Answer these questions about the post on a server running out of memory:
1. Which process was killed with SIGKILL?
2. Which processes did the OOM killer mostly kill?
3. Roughly what did the load levels rise to?
___ Page text ___
On Thu, 13 Jun 2002, Federico Sevilla III wrote:
> I was able to log on to the server with enough time to SIGKILL the
> xfs-daemon process. Unfortunately this wasn't good enough. The server
> started running up various processes stuck in "D" state, the OOM killer
> went on panic mode and started killing things left and right, mostly from
> what I notice apache and apache-ssl processes with messages like "Out of
> Memory: Killed process xxxx (apache)". I was also able to do a `free`
> after killing xfs-daemon and noticed that there was a lot of free memory
> both physically and on swap.
>
> Within less than ten minutes on this relatively lightly-loaded server, I
> could not log in to the machine locally, even as root (whose home
> directory is not NFS-exported) and load levels shot up to around 25, which
> is definitely abnormal. Existing logged-on processes also got stuck in
> whatever they were doing (`ps ax`, in particular is what I remember).
It has always puzzled me that a process using lots of memory can bring
down an entire (otherwise relatively idle) server to the extent that one
cannot even get mingetty on a local terminal to respond to keypresses. I
can confirm that the described situation is not just a one-off.
It is my experience that a single process using large amounts of memory
causes the system to start swapping. Once it starts swapping, every
process that does anything (apart from indefinite wait) goes into "I'm
ready to do some processing, but my memory is swapped out" state, and the
whole system collapses.
I don't know if Linux prioritises swap-ins as well as CPU time, but
perhaps this would be a good way of stabilising this circumstance. One
could arrange the dynamic process priorities so that the bad neighbour
(read: exploited xfs-daemon) gets less than its fair share of physical
RAM, therefore letting the rest of the system live. Perhaps one could
limit the number of processes that are having their swap-in serviced at
any one time, and make the ones that are being serviced the ones with the
highest dynamic priority.
I don't know what exactly is causing the problem, but it is possible that
pages are being paged in, the process runs on them for a quantum, and then
paged out. In this case, it might help to dictate a minimum time a page
can be "in", measured in the amount of work the owning process manages to
do.
___ Information supplied ___
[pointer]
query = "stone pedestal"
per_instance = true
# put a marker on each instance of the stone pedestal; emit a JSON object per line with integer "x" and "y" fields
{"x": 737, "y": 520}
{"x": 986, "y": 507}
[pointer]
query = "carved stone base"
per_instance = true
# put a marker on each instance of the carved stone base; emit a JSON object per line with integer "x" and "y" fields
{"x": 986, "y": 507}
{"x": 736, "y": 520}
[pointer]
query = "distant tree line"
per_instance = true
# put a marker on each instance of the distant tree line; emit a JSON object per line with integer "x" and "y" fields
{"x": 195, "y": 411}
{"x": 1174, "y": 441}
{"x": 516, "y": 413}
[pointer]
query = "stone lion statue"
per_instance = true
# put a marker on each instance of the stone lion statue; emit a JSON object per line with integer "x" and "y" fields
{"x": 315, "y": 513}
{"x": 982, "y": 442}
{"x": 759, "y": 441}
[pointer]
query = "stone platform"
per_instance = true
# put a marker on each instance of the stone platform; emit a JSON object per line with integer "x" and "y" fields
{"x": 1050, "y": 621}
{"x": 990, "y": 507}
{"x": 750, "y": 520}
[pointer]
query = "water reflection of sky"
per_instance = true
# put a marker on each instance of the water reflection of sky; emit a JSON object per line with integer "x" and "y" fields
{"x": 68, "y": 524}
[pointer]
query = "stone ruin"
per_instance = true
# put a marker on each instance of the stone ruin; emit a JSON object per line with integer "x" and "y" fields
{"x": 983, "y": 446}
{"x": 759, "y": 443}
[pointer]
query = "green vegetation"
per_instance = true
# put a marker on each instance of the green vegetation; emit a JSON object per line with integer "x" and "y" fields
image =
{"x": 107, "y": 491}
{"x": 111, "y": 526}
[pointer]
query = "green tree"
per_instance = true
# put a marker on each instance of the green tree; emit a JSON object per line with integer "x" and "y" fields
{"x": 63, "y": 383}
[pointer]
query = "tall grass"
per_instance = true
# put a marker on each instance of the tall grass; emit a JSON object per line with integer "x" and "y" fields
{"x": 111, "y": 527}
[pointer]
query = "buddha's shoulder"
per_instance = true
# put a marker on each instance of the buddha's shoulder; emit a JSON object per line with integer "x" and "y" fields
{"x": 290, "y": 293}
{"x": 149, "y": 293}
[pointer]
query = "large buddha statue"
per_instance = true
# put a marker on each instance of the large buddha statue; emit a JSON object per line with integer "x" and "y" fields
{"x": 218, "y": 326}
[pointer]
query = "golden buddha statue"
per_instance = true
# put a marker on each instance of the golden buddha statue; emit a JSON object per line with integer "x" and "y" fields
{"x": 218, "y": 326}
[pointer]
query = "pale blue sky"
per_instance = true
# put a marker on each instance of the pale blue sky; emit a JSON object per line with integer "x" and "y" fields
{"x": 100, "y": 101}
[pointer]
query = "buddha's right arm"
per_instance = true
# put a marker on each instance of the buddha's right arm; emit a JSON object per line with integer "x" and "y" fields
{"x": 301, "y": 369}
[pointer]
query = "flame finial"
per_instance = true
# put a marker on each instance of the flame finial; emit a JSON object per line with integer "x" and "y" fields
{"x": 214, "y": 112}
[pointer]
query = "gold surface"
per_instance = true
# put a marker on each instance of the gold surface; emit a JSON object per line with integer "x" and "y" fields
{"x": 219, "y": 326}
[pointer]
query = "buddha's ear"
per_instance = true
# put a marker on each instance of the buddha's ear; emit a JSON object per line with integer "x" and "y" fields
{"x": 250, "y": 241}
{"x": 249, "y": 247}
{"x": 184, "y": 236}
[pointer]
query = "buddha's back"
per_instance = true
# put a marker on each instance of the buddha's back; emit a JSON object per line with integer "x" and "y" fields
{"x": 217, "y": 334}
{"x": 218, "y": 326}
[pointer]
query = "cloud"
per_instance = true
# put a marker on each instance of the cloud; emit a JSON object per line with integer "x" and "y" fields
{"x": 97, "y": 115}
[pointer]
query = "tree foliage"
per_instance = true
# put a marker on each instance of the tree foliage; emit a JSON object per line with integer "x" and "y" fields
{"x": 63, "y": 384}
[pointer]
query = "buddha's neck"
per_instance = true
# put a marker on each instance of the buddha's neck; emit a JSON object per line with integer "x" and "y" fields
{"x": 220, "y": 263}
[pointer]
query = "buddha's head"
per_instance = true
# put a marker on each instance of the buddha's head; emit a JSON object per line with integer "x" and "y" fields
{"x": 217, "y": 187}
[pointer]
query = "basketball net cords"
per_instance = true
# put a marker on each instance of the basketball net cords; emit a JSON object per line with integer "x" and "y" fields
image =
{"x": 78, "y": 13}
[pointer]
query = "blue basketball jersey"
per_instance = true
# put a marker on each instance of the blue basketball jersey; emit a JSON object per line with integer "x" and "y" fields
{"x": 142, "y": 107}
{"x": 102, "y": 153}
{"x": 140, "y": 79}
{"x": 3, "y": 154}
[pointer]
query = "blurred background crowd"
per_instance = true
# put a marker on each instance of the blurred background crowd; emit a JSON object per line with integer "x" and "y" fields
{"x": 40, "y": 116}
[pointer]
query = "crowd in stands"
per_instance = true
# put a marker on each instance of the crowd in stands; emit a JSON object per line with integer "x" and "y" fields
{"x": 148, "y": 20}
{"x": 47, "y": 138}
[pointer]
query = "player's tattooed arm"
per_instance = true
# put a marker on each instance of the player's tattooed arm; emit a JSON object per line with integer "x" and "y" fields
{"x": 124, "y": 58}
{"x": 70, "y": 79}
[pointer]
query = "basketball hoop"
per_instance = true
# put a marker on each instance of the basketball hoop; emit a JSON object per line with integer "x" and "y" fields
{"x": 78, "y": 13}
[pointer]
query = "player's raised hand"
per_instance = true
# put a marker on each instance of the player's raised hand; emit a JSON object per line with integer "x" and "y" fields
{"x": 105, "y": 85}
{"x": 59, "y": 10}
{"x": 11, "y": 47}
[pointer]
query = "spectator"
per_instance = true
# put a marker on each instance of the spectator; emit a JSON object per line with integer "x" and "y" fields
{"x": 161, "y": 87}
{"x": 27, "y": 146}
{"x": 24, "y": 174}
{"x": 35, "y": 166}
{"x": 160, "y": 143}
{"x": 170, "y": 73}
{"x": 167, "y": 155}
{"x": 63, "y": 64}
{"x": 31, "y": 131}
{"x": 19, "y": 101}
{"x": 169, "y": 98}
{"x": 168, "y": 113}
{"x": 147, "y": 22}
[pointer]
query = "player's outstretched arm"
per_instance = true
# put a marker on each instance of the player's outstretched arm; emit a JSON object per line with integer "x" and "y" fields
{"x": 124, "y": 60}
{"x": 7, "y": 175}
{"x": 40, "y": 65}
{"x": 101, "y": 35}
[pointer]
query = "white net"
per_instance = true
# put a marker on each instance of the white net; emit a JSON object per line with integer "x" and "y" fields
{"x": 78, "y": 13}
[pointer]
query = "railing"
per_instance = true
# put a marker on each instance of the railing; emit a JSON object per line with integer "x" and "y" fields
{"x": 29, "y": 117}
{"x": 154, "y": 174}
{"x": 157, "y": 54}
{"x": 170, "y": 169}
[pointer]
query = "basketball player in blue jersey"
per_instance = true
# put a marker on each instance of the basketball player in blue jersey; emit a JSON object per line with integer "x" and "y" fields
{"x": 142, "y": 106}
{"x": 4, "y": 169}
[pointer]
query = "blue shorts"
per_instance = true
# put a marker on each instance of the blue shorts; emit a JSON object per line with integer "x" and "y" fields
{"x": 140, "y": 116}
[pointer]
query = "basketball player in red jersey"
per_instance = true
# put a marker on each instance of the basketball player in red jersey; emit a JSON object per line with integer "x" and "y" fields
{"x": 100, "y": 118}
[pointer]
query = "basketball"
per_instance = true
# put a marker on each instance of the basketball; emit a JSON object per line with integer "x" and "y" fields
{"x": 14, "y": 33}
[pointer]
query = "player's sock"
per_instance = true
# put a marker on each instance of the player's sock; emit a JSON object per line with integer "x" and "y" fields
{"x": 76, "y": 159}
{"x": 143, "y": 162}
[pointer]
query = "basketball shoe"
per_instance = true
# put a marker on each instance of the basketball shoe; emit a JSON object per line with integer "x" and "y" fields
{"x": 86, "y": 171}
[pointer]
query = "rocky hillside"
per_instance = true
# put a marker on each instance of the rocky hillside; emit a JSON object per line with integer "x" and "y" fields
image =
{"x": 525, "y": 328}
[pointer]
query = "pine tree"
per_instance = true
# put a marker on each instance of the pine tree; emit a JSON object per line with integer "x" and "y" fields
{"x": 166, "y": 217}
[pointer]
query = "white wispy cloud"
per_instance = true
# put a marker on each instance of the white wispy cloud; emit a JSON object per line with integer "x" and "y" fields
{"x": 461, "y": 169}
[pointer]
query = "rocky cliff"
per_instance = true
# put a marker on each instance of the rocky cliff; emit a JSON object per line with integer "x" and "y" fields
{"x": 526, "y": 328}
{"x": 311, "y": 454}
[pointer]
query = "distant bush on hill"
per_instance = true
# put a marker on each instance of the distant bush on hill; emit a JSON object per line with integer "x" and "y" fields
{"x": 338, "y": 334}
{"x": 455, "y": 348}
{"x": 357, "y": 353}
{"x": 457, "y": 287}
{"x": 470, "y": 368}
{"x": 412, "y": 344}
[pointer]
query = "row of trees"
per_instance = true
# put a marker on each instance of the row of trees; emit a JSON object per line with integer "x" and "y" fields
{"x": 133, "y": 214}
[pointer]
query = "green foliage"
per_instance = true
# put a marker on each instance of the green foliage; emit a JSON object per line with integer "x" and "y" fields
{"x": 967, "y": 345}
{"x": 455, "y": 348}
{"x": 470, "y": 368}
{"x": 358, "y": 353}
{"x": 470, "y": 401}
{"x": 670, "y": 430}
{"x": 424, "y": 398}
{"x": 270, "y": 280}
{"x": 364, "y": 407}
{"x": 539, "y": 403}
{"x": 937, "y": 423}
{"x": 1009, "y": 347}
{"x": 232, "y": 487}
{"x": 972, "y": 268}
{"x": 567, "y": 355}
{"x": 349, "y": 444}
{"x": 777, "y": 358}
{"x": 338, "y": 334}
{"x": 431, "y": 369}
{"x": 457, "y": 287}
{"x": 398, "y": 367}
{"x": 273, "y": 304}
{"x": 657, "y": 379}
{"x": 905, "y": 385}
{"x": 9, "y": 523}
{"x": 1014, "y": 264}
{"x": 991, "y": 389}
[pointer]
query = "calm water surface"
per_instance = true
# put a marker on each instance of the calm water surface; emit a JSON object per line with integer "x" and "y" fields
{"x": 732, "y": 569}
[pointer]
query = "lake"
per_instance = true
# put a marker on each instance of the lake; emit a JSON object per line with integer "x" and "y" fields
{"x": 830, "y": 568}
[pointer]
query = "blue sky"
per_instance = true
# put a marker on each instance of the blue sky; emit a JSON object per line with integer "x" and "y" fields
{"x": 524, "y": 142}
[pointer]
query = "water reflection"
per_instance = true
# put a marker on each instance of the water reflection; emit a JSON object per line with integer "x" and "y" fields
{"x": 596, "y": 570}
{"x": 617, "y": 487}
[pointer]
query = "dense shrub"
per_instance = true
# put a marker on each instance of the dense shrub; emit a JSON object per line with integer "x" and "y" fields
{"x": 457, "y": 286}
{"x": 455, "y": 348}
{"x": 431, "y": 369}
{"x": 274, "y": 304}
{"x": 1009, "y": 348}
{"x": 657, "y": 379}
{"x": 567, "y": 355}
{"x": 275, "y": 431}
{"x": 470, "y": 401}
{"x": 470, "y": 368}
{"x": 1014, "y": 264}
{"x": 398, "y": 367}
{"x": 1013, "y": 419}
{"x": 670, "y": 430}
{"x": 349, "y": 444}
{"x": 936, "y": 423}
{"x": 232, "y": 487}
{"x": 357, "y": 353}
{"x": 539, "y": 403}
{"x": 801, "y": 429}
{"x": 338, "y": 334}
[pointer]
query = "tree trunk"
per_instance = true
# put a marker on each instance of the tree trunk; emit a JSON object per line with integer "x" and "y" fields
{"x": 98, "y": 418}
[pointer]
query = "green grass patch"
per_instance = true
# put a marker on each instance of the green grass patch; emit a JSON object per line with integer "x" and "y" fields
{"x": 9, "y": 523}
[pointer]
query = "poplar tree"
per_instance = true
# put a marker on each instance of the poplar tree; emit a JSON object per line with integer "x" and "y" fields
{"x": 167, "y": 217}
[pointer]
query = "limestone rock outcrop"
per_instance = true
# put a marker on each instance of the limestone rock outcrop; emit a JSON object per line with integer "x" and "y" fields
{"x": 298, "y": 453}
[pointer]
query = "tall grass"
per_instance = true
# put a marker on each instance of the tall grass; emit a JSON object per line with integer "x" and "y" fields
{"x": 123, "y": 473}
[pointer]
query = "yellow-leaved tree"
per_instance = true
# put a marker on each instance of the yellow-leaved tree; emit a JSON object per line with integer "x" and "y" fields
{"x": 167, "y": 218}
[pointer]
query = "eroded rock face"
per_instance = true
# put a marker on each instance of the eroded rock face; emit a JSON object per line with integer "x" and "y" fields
___
- Solution below:
1. The xfs-daemon process.
2. Apache and apache-ssl processes.
3. Around 25.